** BEGIN Data for processing **

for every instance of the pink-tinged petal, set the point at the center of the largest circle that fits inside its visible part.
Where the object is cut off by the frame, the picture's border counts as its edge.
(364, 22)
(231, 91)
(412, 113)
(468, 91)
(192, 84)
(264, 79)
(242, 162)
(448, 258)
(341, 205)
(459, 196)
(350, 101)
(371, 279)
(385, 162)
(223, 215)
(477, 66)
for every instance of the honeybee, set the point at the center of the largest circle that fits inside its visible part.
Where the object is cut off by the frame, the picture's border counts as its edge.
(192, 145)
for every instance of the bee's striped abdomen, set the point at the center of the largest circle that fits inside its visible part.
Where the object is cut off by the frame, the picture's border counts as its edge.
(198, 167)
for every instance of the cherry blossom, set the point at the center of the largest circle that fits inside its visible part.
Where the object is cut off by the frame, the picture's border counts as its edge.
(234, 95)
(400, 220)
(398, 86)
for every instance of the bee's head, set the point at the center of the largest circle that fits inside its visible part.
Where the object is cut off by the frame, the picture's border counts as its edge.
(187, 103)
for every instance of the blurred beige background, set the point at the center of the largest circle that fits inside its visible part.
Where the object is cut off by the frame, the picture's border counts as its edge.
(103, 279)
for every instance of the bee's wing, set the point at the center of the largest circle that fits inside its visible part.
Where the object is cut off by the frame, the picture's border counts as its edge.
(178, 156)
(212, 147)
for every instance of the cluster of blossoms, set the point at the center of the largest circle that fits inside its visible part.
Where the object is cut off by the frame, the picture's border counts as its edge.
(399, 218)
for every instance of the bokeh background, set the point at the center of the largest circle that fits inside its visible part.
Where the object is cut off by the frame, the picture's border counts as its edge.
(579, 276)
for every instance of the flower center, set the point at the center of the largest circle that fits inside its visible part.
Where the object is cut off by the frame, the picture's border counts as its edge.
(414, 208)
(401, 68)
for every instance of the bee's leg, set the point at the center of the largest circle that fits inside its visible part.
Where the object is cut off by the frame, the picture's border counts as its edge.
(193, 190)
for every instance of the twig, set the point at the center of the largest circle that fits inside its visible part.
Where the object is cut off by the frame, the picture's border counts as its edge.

** END Data for processing **

=== Problem ===
Extract every line from the one containing "for every instance of the cluster" to the end of the entries, including both of those lines, exactly as given and with nothing added.

=== Result ===
for every instance of the cluster of blossoms, set the point at the center of the largest circle that fits inside its visible part.
Where the object is cut off by the frame, the picture's border counts as its edge.
(399, 218)
for every instance of the bokeh background, set the point at the center of the largest circle that fits inside its visible part.
Where the object is cut off by the frame, the picture's border counts as its edge.
(579, 276)
for every instance of the flower center, set the point at the center of the largest circle that fits inside its visible part.
Where the object is cut off by the frame, the picture's border counts as its edge.
(414, 208)
(401, 68)
for every instance of the bee's leg, set the point at the center of the largest circle that fits inside its visible part.
Where the object is cut off by the frame, the picture's border counts as its edge.
(193, 190)
for every instance of the twig, set the point at the center of the largest circle that fits inside its visible part.
Where the object is cut off by the frame, the picture's border counts as its edge.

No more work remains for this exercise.